> **Text extract**:
>>>

Particle Physics

Question 1

Describe the nuclear model of the atom

Answer 1

A positive nucleus containing protons and neutrons with electrons found in shells orbiting the nucleus

Question 2

State the relative charge of all sub atomic particles

Answer 2

Proton +1 Neutron 0 Electron -1

Question 3

State the relative masses of all sub atomic particles

Answer 3

Proton 1 Neutron 1 Electron almost 0 (1/1840)

Question 4

How can you calculate the specific charge? Giving all units

Answer 4

Specific charge (C/kg) = charge (C) / mass (kg)

Question 5

Define atomic (proton number)

Answer 5

The number of protons in a nucleus = the number of electrons for an uncharged atom

Question 6

Define nucleon number

Answer 6

The number of nucleons (protons + neutrons)

Question 7

Define an isotope

Answer 7

An isotope is the same element with the same number of protons but different number of neutrons

Question 8

Why is the strong nuclear force important?

Answer 8

It keeps nucleus stable

Question 9

When is the strong nuclear force attractive

Answer 9

between 0.5 fm up to approximately 3 fm

Question 10

When is the strong nuclear force repulsive

Answer 10

A distances closer than 0.5 fm

Question 11

Describe some properties of the strong nuclear force

Answer 11

Very strong - overcomes repulsion between positive protons Very short range - only acts between adjacent nucleons Acts on any nucleon (proton or neutron) and is independent of charge Can be attractive or repulsive Is repulsive if nucleons gets too close - stops nuclei collapsing

Question 12

How does the strong nuclear force cause particles to be in equilibrium?

Answer 12

Increase in nucleon separation leads to an attractive force Decrease in nucleon separation leads to a repulsive force In both situations, force will return nucleons back to equilibrium position.

Question 13

What are the three types of radioactive decay?

<<<

> **Tasks to carry out**:
(A) Rewrite the particle physics text starting with "Describe some properties" and going on through "to equilibrium position.", putting "residual strong force" in place of "strong nuclear force".
(B) Answer these questions from the particle physics text.
(i) What relative charge does it give for a neutron?
(ii) Over what range of distances is the strong nuclear force attractive?
(iii) In what unit is specific charge given?

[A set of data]
>>>

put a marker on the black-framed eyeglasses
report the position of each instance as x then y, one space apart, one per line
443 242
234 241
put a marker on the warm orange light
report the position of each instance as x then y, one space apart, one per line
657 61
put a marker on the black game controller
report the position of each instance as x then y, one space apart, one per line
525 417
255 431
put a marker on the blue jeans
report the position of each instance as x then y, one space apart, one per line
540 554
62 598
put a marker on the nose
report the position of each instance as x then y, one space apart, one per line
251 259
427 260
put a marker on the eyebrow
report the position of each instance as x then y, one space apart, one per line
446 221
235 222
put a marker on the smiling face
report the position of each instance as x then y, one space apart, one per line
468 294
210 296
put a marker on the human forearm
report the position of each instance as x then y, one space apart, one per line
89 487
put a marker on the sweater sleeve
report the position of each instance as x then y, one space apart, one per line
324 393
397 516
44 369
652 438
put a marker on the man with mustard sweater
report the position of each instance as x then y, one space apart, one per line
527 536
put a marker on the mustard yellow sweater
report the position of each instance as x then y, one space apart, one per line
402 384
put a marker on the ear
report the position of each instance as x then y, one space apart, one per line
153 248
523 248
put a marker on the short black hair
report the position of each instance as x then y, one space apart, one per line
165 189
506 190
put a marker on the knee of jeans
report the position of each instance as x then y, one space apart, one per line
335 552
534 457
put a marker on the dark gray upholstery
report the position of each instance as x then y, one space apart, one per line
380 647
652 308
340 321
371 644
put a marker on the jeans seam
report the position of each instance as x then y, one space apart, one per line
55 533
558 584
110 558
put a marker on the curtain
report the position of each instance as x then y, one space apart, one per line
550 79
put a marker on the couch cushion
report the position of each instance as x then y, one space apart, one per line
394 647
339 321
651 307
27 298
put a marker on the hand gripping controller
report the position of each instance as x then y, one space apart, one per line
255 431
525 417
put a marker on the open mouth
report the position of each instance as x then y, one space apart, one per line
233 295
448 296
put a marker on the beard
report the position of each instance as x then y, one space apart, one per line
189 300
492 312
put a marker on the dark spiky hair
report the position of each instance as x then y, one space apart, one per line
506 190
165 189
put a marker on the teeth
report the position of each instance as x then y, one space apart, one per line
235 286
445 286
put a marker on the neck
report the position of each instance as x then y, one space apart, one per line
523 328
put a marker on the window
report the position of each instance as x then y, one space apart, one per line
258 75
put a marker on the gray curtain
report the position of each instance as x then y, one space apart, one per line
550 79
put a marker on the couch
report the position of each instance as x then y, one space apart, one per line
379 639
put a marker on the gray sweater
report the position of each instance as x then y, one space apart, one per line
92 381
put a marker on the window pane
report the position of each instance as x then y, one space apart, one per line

<<<

> **Answer list**:
(A)
Describe some properties of the residual strong force

Answer 11

Very strong - overcomes repulsion between positive protons Very short range - only acts between adjacent nucleons Acts on any nucleon (proton or neutron) and is independent of charge Can be attractive or repulsive Is repulsive if nucleons gets too close - stops nuclei collapsing

Question 12

How does the residual strong force cause particles to be in equilibrium?

Answer 12

Increase in nucleon separation leads to an attractive force Decrease in nucleon separation leads to a repulsive force In both situations, force will return nucleons back to equilibrium position.

(B)
(i) 0
(ii) Between 0.5 fm and approximately 3 fm
(iii) C/kg